Data extract Block Start
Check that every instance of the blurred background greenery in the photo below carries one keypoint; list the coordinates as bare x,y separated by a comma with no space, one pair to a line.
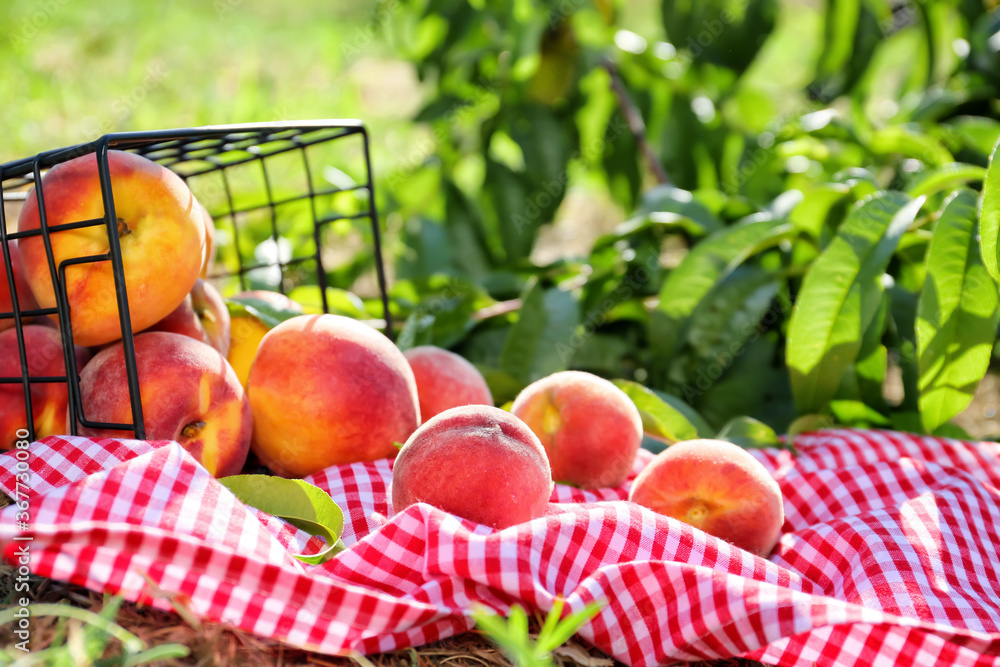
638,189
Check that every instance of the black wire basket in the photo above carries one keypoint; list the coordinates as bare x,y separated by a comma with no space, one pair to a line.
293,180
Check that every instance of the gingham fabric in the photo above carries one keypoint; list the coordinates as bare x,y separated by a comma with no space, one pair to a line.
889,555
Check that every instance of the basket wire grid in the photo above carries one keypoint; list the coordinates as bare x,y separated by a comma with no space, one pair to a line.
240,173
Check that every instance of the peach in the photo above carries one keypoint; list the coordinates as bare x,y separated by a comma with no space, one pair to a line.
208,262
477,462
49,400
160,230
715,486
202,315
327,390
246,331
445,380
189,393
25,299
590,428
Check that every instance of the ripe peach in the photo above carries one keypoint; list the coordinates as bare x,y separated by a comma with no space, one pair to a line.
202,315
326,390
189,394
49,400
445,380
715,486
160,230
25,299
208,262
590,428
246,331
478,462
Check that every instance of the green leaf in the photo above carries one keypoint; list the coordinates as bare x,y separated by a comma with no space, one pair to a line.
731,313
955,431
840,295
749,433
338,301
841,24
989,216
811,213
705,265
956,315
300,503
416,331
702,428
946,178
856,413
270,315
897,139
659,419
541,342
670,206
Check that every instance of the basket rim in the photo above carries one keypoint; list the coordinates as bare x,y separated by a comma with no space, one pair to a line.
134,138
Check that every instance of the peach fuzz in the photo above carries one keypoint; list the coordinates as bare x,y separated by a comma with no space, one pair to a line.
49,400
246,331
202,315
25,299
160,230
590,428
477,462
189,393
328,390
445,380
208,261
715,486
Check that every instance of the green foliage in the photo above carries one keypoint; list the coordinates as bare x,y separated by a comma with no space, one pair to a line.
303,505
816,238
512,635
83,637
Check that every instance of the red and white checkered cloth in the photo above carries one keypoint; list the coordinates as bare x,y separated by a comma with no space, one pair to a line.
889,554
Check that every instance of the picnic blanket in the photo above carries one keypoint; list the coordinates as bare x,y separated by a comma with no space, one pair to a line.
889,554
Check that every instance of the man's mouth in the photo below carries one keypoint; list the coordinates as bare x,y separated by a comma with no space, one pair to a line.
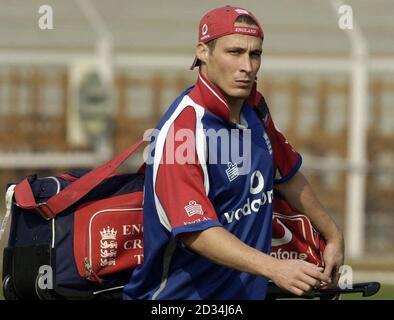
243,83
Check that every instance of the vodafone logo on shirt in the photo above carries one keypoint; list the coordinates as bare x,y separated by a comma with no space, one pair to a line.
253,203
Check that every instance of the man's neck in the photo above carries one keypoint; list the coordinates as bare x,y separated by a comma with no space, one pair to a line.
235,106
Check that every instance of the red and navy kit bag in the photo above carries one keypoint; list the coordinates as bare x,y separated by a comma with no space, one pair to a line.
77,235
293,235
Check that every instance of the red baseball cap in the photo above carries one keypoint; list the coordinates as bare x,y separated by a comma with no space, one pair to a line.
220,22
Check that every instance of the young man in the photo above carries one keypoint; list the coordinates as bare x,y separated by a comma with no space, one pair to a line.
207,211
Data extract Block End
Data extract Block Start
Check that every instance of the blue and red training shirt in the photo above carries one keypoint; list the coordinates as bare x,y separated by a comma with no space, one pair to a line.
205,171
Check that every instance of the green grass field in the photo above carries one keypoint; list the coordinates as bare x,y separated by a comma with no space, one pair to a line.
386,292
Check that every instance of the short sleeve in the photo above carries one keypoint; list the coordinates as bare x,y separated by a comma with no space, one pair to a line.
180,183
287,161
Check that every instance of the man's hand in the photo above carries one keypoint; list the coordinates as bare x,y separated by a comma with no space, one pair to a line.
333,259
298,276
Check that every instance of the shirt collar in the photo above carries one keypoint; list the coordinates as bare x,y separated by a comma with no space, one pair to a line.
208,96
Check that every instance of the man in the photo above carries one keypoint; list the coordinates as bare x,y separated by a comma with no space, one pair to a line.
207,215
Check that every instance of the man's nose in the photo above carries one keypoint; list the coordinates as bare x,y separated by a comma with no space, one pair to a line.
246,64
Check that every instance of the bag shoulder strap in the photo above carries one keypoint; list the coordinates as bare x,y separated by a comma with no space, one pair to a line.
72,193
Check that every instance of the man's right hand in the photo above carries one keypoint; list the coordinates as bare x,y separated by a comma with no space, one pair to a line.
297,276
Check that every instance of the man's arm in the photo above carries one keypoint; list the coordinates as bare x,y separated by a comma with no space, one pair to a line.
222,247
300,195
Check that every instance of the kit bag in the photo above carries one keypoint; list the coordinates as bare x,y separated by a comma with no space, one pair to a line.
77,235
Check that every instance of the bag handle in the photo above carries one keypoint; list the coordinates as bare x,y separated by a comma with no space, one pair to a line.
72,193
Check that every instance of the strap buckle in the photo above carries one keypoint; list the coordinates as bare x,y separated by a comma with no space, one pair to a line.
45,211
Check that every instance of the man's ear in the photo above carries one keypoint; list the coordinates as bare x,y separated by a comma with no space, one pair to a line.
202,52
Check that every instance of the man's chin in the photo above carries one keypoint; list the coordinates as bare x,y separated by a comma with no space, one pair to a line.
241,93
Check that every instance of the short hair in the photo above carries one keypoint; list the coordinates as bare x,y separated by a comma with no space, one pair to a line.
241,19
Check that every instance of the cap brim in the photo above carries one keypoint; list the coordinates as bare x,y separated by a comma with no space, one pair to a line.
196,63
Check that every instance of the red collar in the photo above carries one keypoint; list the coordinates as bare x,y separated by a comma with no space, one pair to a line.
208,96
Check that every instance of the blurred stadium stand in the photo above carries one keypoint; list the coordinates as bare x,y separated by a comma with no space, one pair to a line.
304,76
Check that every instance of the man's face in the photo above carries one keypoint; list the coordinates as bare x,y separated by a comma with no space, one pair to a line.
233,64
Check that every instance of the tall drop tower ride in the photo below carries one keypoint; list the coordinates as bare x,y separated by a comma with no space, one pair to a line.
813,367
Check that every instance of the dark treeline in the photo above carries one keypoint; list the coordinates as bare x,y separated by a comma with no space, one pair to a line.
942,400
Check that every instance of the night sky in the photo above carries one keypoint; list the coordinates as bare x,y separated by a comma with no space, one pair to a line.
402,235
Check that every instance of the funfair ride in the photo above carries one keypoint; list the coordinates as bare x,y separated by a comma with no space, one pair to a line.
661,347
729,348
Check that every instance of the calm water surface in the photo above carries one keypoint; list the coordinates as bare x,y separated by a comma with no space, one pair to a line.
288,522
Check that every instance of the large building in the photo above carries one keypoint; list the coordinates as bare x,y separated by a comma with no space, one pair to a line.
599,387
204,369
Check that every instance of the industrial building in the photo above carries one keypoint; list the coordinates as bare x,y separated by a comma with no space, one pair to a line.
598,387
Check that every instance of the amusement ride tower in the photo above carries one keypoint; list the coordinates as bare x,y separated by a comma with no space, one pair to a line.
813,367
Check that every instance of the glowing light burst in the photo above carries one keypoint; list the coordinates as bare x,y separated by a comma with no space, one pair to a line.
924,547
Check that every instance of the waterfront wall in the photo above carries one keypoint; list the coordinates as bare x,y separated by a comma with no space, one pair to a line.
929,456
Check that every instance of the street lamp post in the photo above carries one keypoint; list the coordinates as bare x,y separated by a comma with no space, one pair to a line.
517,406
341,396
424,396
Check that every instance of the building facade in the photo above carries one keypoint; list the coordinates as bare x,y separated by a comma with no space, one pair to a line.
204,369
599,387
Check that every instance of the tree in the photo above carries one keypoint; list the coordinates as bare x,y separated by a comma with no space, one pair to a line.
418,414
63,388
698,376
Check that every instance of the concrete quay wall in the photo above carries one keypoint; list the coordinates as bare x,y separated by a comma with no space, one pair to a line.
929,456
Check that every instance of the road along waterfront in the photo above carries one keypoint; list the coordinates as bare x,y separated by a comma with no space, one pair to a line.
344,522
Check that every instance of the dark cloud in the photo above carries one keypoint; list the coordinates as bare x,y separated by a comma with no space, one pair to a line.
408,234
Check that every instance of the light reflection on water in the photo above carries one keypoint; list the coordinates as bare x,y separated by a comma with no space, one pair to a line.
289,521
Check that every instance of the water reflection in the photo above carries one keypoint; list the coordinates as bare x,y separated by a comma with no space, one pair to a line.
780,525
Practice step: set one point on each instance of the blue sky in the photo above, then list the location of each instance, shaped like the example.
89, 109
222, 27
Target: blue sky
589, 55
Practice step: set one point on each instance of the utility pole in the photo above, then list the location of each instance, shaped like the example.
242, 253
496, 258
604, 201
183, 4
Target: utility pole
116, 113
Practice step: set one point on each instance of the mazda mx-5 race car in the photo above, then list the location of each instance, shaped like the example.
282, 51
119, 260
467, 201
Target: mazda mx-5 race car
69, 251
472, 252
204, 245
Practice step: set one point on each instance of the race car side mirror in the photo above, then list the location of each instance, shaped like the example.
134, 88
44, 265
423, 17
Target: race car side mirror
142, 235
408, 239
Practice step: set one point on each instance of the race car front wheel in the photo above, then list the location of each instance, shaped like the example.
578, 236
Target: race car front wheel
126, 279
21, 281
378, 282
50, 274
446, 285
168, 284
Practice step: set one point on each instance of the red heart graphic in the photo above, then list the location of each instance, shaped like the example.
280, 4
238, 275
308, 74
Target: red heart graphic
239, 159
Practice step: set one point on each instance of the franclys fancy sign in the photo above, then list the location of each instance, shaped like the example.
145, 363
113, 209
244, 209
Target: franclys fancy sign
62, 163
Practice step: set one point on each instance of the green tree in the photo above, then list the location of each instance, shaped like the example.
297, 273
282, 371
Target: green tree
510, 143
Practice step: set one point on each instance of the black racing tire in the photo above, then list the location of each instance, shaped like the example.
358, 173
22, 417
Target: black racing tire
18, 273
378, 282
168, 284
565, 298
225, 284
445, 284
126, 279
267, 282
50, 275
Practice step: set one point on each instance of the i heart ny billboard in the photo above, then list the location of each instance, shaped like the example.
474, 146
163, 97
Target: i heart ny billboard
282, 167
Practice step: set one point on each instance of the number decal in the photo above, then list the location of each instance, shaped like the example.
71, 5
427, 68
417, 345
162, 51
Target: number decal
Data extract Block End
The task: Examine the records above and give the number of lines in which the string "decal" appears, with no other words.

Answer: 2